Passage cité:
========================================
Exploitation des résultats

La phase de construction de STEREO est actuellement terminée et les opérations de maintenance réalisées durant l’été 2017 sont également terminées. La période d’exploitation des données a commencé par l’étude des données de la Phase-I et se poursuit actuellement avec l’étude des données de la Phase-II. La sensibilité finale devrait être atteinte début 2020 après les quatre cycles réacteurs prévus en 2019 et 2020.

L’exploitation des données acquises avec le détecteur STEREO se déroule en plusieurs étapes : d’une part la reconstruction du spectre en énergie des événements détectés, la recherche des paires corrélées de signaux prompt et retardés et la mesure du bruit de fond accidentel avec des critères de sélection optimisés. Le bruit de fond corrélé d’origine cosmique est quant à lui étudié avec précision lors des longues périodes d’arrêt du réacteur dont a bénéficié STEREO. Une procédure originale basée sur l’identification de la nature du signal prompt et la caractérisation du bruit de fond mesuré en période de réacteur OFF permet d’extraire le spectre neutrino mesuré dans chacune des 6 cellules. Enfin, la dernière étape consiste à comparer les spectres mesurés et à tester les différentes valeurs possibles de l’espace des paramètres du 4ième neutrino. Un soin particulier a été apporté à l’étude des sources d’erreurs systématiques dans la réponse du détecteur. L’équipe du LPSC s’est fortement impliquée dans l’ensemble de ces étapes avec des contributions importantes concernant l’étude de la réponse du détecteur, l’extraction du nombre de neutrinos et l’analyse statistique.
========================================
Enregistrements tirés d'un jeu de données
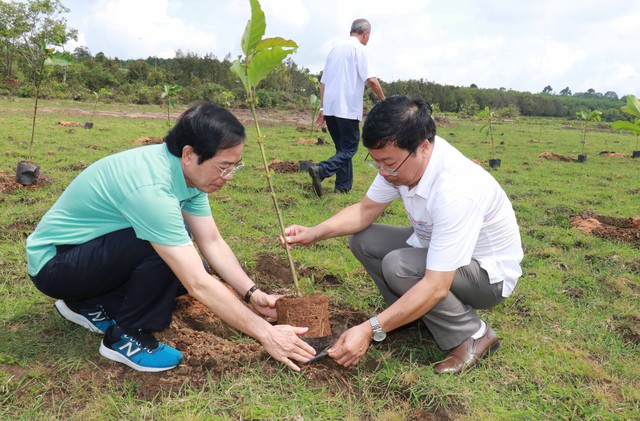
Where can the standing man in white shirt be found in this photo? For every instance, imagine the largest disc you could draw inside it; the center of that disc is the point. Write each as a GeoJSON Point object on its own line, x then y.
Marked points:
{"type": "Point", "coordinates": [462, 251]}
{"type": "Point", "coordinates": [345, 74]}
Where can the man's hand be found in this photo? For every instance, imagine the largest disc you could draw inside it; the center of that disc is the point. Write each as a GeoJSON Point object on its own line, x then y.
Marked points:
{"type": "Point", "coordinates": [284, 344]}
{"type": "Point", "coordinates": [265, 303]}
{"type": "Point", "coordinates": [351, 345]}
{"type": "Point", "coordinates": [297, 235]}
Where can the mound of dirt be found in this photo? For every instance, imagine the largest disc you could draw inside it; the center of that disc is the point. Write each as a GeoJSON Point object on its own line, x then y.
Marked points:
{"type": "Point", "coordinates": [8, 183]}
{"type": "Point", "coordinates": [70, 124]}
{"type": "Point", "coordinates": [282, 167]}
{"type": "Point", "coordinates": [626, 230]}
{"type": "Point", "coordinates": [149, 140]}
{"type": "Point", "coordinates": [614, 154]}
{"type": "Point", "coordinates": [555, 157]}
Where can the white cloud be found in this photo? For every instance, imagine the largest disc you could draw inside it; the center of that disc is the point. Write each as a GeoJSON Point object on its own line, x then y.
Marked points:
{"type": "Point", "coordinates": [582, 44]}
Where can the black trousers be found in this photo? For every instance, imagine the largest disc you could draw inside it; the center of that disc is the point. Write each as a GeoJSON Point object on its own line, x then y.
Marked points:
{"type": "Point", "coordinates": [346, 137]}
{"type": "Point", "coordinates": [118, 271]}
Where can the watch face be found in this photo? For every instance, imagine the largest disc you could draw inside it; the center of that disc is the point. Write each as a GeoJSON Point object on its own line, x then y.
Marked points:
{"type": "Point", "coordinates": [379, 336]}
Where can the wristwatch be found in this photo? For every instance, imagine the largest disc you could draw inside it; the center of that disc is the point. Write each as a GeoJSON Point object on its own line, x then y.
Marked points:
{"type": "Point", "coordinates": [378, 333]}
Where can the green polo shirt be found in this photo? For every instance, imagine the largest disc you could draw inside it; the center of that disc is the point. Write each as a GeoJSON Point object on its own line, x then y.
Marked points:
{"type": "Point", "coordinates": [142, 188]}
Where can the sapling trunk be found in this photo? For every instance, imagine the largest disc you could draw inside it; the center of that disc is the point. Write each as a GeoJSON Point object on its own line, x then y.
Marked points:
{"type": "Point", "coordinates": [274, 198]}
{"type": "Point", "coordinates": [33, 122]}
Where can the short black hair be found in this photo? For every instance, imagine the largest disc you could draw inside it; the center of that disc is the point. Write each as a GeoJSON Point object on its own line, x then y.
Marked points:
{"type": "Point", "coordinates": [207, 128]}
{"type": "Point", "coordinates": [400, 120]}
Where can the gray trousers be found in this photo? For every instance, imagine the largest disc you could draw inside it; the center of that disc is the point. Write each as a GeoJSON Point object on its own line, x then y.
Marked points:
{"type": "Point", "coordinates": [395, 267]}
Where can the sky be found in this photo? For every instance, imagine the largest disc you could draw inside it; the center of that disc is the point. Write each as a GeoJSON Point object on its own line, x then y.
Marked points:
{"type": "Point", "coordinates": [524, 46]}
========================================
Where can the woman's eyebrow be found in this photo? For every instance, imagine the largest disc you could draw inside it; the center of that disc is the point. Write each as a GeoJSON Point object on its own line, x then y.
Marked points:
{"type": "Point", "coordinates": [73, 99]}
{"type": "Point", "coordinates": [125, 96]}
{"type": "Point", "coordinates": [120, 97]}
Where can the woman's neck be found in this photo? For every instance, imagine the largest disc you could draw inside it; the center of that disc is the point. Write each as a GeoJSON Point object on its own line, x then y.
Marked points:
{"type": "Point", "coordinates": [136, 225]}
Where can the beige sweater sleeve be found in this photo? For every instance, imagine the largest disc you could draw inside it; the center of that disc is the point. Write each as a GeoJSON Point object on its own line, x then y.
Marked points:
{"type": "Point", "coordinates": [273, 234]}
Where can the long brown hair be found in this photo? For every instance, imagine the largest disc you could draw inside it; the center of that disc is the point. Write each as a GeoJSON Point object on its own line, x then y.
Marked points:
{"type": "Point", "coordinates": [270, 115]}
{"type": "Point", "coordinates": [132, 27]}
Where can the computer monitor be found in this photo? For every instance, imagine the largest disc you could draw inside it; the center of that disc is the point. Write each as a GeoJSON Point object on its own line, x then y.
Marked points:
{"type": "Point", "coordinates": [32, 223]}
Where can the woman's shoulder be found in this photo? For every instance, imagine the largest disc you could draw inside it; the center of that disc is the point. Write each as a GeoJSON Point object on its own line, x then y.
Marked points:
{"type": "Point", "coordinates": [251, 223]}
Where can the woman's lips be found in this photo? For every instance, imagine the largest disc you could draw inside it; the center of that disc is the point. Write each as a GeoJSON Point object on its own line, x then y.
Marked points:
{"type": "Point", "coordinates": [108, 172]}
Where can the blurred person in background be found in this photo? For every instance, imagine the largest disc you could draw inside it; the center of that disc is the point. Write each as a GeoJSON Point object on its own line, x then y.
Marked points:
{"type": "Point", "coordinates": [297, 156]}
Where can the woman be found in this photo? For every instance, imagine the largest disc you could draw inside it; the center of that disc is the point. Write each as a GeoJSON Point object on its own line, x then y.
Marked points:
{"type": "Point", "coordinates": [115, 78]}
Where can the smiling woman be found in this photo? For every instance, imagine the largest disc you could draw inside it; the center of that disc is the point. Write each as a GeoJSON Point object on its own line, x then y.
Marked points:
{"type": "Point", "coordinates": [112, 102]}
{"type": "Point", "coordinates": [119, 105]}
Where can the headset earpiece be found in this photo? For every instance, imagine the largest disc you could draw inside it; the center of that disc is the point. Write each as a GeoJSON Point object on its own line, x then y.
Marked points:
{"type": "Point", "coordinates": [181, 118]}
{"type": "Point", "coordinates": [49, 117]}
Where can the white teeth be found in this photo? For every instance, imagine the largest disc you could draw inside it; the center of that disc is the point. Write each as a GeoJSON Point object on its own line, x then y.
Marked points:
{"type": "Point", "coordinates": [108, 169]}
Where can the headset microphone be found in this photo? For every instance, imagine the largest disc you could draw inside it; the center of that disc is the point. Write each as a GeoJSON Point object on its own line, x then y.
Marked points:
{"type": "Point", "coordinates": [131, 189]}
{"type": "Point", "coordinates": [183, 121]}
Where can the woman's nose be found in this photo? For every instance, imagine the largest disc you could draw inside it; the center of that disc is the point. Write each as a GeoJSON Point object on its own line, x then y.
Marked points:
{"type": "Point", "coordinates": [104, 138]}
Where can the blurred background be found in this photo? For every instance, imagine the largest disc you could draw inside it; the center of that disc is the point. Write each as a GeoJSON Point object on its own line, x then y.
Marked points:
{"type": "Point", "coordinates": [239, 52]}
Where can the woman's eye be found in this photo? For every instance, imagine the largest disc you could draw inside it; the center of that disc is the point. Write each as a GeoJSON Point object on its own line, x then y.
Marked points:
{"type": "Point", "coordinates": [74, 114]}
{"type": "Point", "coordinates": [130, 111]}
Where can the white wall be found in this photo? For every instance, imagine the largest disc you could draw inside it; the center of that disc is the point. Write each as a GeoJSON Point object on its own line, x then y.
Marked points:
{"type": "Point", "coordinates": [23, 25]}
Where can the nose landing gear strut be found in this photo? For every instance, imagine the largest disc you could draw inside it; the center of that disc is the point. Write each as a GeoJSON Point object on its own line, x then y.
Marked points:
========================================
Exercices:
A - Reproduisez sans rien changer le passage sur l'exploitation des résultats de STEREO, en commençant à « La phase de » et en terminant à « 2019 et 2020. ».
B - Poursuivez le passage sur l'exploitation des résultats du détecteur STEREO à partir de l'endroit où il s'arrête.

Corrigés:
A -
La phase de construction de STEREO est actuellement terminée et les opérations de maintenance réalisées durant l’été 2017 sont également terminées. La période d’exploitation des données a commencé par l’étude des données de la Phase-I et se poursuit actuellement avec l’étude des données de la Phase-II. La sensibilité finale devrait être atteinte début 2020 après les quatre cycles réacteurs prévus en 2019 et 2020.

B -
Les mesures réalisées pendant les périodes d’arrêt du réacteur ont clairement mis en évidence une dépendance du bruit de fond avec la pression atmosphérique. Cet effet ne pouvant être négligé lors de l’extraction du nombre de neutrinos par la méthode classique de soustraction ON-OFF, l’équipe du LPSC a développé une méthode alternative et originale, basée sur des caractéristiques du bruit de fond corrélé indépendantes de la pression atmosphérique, de la température du liquide ou des fuites de lumière. Le pouvoir discriminant du scintillateur permet en effet d’identifier deux composantes à partir de la variable PSD étalonnée : l’une correspondant à des électrons de recul (comme pour le signal neutrino) et l’autre à des protons de recul (bruit de fond). La grande statistique accumulée lors de l’arrêt du réacteur a permis de déterminer avec précision que la forme de la distribution PSD était indépendante de la pression atmosphérique pour chaque bin d’énergie. Cette propriété a été mise à profit pour extraire le signal neutrino à partir d’un ajustement des distributions PSD mesurées lors des périodes réacteur ON : la composante neutrino est alors la contribution excédentaire parmi les reculs d’électrons. Cette méthode permet ainsi d’obtenir les spectres en énergie des neutrinos mesurés dans les 6 cellules de détection et de s’affranchir de la soustraction ON-OFF et des corrections associées.

NEUTRINOS 3

Les spectres mesurés dans les 6 cellules du détecteur STEREO ont des formes similaires, ce qui a nécessité de développer une analyse statistique minutieuse. Les résultats actuels, obtenus avec une statistique de 185 jours de données en réacteur ON excluent une part significative de l’espace des paramètres attendus pour un hypothétique 4ième neutrino. La zone rouge de la figure ci-contre représente les zones des paramètres (angle de mélange en abscisse et écart des masses en ordonnées) rejetées avec 90% de niveau de confiance. La zone bleue représente la sensibilité théorique de rejet pour une analyse avec une statistique correspondant à 185 jours de données. La zone des paramètres autorisés par l’anomalie des neutrinos de réacteur est délimitée par les courbes grises.

En continuant à collecter des données, STEREO améliorera sa sensibilité et testera la région restante jusqu'à des amplitudes d'oscillation encore plus faibles.